Such aspirations cannot be attained with drastic budget cuts to the Health Sector Budget.
A further analysis of the National Development Plan (NDP II) and Health Sector Development Plan (HSDP), reveal a poor alignment of the Health Sector BFP FY 2017/18 to the NDP II and HSDP projections. Whereas the NDP II projected a total allocation of 2,221.00billion Ushs to the health sector, the BFP reflects just 1,285.76 billion Ushs. This is just 58% of the funding provided for health as a share of NDP II projections.
CSOs also note with concern the continued poor absorption of loans in the sector. The FY 2015/16 Annual government performance report highlighted that 25% of the loans assessed under the health sector registered a satisfactory performance while 75% had unsatisfactory performance. Half of these loans had accrued commitment charges between 2010 and 2016. The continued failure of the sector to absorb funds poses questions in light of the challenges the sector still struggles to address.
As CSOs we take note of the fact that the National Health Insurance Scheme Bill conceived in 2007 has up to 2017 never been presented to Parliament for consideration. This points to a lack of commitment and political will on the part of the key players to support the sector with domestic resources yet we continue to heavily rely on external partners’ support for health service delivery. We want to point out to government that this is unsustainable in both the short term and long term and undermines the logic of state sovereignty.

Exercise A: List every percentage figure that appears in the health sector funding passage.
Exercise B: Retype the health sector funding passage word for word, from "CSOs also note" down to "struggles to address.".
The rows that come next are separate material with no connection to the health sector funding passage.

[Items listed in a dataset]
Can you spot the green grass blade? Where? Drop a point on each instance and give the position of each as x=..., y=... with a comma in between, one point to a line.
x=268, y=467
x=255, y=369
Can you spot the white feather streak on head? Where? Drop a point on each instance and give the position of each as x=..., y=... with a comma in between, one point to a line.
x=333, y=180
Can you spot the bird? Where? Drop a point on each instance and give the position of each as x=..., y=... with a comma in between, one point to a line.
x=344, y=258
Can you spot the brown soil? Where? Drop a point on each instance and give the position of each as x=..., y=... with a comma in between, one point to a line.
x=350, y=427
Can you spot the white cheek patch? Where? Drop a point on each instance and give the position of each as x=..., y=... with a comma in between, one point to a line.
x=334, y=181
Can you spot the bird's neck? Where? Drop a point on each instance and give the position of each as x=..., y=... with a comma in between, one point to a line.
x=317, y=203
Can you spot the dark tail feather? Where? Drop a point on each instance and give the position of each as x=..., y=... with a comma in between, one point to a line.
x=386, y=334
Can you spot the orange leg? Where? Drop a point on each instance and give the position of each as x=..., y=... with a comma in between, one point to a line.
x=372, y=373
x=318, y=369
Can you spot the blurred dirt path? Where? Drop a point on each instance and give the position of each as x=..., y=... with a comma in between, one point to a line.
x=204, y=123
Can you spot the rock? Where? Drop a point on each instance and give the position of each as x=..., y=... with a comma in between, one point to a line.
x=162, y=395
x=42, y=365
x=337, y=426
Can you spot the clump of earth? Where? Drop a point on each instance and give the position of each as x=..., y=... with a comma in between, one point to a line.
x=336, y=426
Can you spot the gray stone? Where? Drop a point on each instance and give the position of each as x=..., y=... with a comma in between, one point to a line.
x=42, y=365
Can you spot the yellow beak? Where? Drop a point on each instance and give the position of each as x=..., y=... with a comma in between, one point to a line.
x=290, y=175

Response box A: 58%, 25%, 75%

Response box B:
CSOs also note with concern the continued poor absorption of loans in the sector. The FY 2015/16 Annual government performance report highlighted that 25% of the loans assessed under the health sector registered a satisfactory performance while 75% had unsatisfactory performance. Half of these loans had accrued commitment charges between 2010 and 2016. The continued failure of the sector to absorb funds poses questions in light of the challenges the sector still struggles to address.